**GIVEN TASK**.
Rewrite the data below, requests included, beginning at the line that contains "Target: window frame" and stopping after the last line of the data. Shift every coordinate in the answers by -17.

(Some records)
────────────────────────────────────────

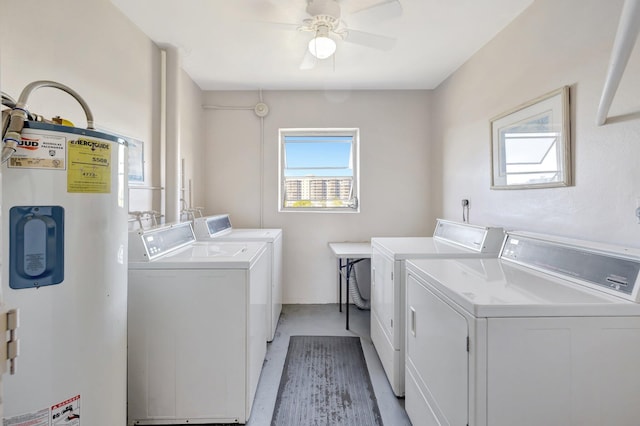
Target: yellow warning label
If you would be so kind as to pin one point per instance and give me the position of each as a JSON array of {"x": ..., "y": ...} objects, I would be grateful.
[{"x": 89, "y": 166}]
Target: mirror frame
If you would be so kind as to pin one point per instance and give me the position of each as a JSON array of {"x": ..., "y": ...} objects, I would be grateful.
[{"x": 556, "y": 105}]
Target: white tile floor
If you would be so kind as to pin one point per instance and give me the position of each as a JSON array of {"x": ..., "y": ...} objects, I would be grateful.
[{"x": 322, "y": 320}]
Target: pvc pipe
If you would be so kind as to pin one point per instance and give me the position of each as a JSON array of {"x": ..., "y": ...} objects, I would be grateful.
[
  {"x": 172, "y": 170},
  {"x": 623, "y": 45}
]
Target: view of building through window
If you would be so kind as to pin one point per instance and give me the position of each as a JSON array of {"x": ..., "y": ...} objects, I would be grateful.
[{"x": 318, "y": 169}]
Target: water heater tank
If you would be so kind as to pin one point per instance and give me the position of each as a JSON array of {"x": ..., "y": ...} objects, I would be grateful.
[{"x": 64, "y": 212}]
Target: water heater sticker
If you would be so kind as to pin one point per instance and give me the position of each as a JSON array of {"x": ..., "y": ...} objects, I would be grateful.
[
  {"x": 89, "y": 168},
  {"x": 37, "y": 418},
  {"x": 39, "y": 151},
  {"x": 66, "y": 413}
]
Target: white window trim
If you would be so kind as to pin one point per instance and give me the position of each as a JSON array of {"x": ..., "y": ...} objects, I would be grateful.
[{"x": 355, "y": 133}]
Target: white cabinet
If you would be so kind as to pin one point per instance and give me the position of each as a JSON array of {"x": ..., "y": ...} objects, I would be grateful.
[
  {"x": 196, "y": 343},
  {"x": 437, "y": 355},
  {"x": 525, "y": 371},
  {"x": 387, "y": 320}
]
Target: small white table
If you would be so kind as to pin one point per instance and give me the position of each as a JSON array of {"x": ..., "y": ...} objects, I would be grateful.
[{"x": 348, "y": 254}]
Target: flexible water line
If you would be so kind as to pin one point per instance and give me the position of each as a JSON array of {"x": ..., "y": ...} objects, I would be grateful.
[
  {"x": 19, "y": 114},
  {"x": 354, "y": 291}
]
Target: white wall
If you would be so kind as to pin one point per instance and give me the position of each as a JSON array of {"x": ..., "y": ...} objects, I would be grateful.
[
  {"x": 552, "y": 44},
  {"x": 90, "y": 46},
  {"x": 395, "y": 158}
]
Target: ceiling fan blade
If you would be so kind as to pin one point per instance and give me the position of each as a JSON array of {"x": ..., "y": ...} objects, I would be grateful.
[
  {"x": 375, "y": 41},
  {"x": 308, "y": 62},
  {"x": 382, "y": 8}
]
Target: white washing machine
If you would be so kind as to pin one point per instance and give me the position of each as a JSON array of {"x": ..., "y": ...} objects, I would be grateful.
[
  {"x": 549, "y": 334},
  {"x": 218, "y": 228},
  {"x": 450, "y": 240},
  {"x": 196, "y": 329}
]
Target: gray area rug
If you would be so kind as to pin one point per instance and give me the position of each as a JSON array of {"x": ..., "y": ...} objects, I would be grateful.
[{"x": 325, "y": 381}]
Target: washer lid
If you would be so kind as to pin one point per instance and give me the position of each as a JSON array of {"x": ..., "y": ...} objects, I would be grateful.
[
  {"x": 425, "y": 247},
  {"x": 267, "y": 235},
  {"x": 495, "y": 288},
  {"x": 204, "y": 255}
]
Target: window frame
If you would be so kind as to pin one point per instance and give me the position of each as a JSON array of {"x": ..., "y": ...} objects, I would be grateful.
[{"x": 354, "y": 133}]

────────────────────────────────────────

**EXERCISE OUTPUT**.
Target: window frame
If you would be so kind as to pin one point per instance and give me the position of each as a JSON array of {"x": ..., "y": ...} objects, I would be grateful.
[{"x": 337, "y": 116}]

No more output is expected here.